● Text for analysis
The political perspective also includes the need for legitimacy of the organisations and activities carried out by thousands of people round the globe. If there is no top political recognition to the issue, to the global AIDS problem, it is like saying to all these people: “You do not really have to bother that that much.”

In Russia, the top political leader, Vladimir Putin, signed a bill in 2013 punishing people for homosexual "propaganda" of the kind United Kingdom introduced in 1988 an (non-effective) attempt to battle AIDS. Similar legislation as the Russian can be found in, for example Nigeria and Uganda. The UK changed this law in 2003 since it was a violation on Human Rights and an obstacle for HIV prevention work.

I have seen tendencies in many countries that when the politicians stop talking about HIV or AIDS, the funding decreases, and after a while the prevalence rates goes up. I do not claim that the increase in the prevalence rates is all due to the silence from the top political representatives, but I claim that they are all a part of it. And this includes the initiatives taken by politicians on how to control or fund research about the medical treatments and human social behaviour for the sake of prevention. Between 1996 and 2006, when Sweden had the Social Democratic Prime Minister, Mr Göran Persson, he never expressed the words HIV or AIDS in public, which in one sense puts him in the same boat as Ronald Reagan. During a visit in 2005 by PM Göran Persson at the Museum of World Culture (where I worked with the AIDS exhibition “No Name Fever – AIDS in the Age of Globalization”) I asked his secretary why he never spoke of AIDS. The reply I got was: “he has never been asked to participate in anything connected to that”. I believe that top leaders should be leaders, not followers.

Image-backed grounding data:
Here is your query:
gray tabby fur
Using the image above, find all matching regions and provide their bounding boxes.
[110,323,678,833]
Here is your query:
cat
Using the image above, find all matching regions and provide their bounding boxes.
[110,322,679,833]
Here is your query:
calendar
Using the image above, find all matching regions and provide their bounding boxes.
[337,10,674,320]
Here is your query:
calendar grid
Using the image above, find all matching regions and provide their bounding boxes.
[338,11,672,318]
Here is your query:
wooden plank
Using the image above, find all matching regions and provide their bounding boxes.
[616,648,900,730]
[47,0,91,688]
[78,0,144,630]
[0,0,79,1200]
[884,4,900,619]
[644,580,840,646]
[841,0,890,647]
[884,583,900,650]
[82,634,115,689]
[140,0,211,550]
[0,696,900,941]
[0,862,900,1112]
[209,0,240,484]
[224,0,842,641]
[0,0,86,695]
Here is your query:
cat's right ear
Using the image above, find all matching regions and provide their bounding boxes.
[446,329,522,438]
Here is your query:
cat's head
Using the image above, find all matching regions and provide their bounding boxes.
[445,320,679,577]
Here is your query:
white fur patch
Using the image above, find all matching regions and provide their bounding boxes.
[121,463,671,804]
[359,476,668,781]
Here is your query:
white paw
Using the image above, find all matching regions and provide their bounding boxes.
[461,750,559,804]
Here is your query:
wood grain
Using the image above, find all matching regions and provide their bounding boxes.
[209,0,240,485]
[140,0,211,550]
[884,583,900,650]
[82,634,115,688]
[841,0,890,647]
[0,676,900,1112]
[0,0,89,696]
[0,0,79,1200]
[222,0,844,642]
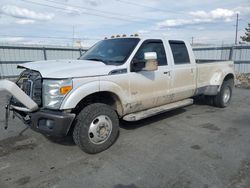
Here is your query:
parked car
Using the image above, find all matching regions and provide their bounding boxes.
[0,37,235,153]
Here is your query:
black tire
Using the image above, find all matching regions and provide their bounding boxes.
[214,79,234,108]
[73,103,119,154]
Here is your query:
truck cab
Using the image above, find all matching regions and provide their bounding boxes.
[0,36,234,153]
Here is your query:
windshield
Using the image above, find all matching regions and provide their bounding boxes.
[80,38,140,65]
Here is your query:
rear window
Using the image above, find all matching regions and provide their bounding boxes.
[169,40,190,65]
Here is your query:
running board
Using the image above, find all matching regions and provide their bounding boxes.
[123,99,193,121]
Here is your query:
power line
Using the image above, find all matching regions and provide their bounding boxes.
[0,34,101,40]
[21,0,156,23]
[235,13,239,45]
[44,0,159,21]
[116,0,184,15]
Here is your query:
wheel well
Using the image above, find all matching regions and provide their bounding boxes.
[223,73,234,82]
[72,91,123,116]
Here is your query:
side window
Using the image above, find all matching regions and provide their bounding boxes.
[134,40,167,66]
[169,40,190,65]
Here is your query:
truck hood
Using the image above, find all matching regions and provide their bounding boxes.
[18,60,117,78]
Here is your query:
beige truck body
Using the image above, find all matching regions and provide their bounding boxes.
[0,37,234,153]
[0,37,234,117]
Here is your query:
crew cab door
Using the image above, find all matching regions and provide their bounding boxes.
[128,40,169,112]
[169,40,196,102]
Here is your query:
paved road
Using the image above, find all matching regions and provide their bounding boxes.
[0,89,250,188]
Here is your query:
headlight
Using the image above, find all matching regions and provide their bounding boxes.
[43,79,73,109]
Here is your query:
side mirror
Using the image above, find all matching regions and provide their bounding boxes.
[143,52,158,71]
[131,52,158,72]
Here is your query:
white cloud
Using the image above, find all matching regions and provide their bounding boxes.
[234,6,250,15]
[137,29,150,34]
[65,6,81,15]
[0,5,54,21]
[157,8,237,28]
[16,19,35,25]
[189,8,236,20]
[83,0,102,7]
[0,37,24,43]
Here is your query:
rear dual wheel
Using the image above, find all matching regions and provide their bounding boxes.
[73,103,119,154]
[213,79,234,108]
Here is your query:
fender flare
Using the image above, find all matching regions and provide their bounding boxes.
[60,81,126,111]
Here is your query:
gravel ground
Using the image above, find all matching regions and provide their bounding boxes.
[0,89,250,188]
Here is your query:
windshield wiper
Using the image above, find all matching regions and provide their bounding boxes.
[86,58,107,64]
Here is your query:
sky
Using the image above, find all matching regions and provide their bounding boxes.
[0,0,250,47]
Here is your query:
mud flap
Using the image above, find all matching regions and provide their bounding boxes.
[4,104,10,130]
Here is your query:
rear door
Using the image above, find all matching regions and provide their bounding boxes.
[129,39,170,111]
[169,40,196,102]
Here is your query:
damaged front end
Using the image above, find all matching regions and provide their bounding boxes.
[0,69,75,137]
[0,70,42,129]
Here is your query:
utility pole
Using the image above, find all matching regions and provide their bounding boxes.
[235,13,239,45]
[72,25,75,46]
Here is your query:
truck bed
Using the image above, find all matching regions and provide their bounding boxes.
[196,61,234,88]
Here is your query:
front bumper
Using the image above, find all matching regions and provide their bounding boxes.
[29,110,75,137]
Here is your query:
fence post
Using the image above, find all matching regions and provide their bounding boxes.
[229,46,234,61]
[79,48,82,57]
[43,47,47,60]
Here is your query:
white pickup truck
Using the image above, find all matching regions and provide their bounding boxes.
[0,37,235,153]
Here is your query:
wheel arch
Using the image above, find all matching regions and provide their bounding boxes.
[73,91,123,117]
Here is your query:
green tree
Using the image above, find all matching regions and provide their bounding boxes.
[240,23,250,42]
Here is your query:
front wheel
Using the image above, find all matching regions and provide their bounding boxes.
[73,103,119,154]
[214,79,234,108]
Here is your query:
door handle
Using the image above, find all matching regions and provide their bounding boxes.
[163,71,171,76]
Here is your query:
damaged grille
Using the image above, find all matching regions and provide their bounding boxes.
[11,70,42,107]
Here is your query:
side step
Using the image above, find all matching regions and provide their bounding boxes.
[123,99,194,121]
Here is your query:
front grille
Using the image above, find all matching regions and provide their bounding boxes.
[11,70,42,107]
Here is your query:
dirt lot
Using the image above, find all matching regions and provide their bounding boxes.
[0,89,250,188]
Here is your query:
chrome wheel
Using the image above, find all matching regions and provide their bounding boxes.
[88,115,112,144]
[223,87,231,104]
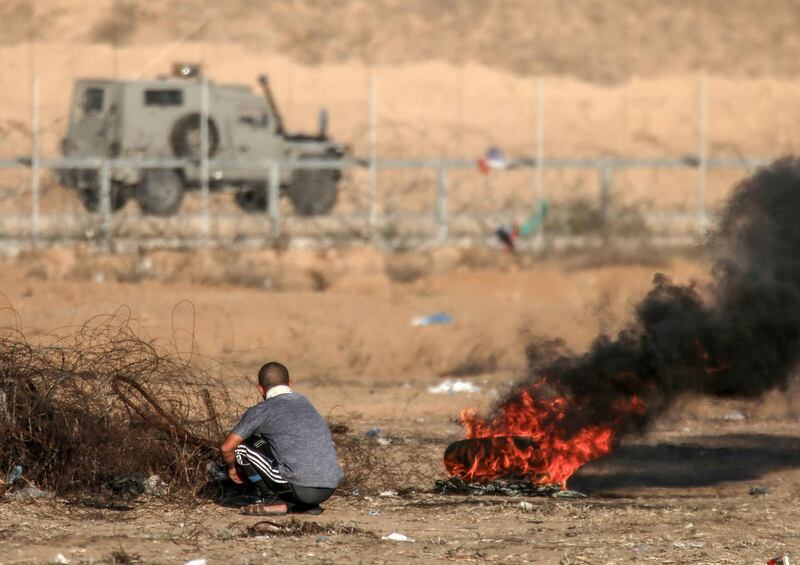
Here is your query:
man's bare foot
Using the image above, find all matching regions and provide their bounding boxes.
[242,502,289,516]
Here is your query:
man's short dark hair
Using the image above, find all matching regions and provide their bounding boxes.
[258,361,289,390]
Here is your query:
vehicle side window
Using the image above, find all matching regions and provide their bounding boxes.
[239,108,269,128]
[144,89,183,106]
[83,88,104,115]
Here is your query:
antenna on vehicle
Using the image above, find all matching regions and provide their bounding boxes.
[133,10,217,80]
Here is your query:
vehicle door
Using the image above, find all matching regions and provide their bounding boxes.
[231,95,283,180]
[64,82,117,157]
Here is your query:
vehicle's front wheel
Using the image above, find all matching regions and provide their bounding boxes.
[136,169,184,216]
[289,169,341,216]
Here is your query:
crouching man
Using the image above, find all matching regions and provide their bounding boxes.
[220,361,343,516]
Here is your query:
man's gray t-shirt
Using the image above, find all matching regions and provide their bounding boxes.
[233,392,344,488]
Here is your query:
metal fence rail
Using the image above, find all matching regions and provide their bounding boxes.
[0,153,766,250]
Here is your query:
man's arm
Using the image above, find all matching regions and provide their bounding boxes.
[219,432,244,484]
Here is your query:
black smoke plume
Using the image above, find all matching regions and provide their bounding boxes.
[506,158,800,439]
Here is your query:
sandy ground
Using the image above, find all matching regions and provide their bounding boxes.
[0,250,800,564]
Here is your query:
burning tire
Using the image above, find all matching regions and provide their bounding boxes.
[444,436,545,483]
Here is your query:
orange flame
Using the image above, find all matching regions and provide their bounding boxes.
[445,380,645,488]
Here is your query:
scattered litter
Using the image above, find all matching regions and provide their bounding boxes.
[411,312,453,326]
[7,483,54,500]
[364,428,392,445]
[244,518,377,538]
[381,532,414,541]
[428,379,481,394]
[477,145,509,175]
[143,475,167,496]
[433,477,586,498]
[672,541,706,549]
[6,465,25,486]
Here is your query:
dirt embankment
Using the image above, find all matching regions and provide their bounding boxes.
[0,0,800,82]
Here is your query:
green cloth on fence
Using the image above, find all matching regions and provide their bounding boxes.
[519,200,550,237]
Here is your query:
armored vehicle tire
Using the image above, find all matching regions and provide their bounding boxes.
[169,112,219,159]
[289,169,341,216]
[78,183,128,213]
[136,169,183,216]
[234,183,269,212]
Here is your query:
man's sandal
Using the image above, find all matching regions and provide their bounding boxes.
[242,502,289,516]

● What you will do
- A) Please restate word for word the part of the AIDS text between "The political perspective" and "HIV prevention work.", inclusive.
- B) In the AIDS text, what was the title of the AIDS exhibition at the Museum of World Culture?

● Results for each task
- A)
The political perspective also includes the need for legitimacy of the organisations and activities carried out by thousands of people round the globe. If there is no top political recognition to the issue, to the global AIDS problem, it is like saying to all these people: “You do not really have to bother that that much.”

In Russia, the top political leader, Vladimir Putin, signed a bill in 2013 punishing people for homosexual "propaganda" of the kind United Kingdom introduced in 1988 an (non-effective) attempt to battle AIDS. Similar legislation as the Russian can be found in, for example Nigeria and Uganda. The UK changed this law in 2003 since it was a violation on Human Rights and an obstacle for HIV prevention work.

- B) "No Name Fever – AIDS in the Age of Globalization"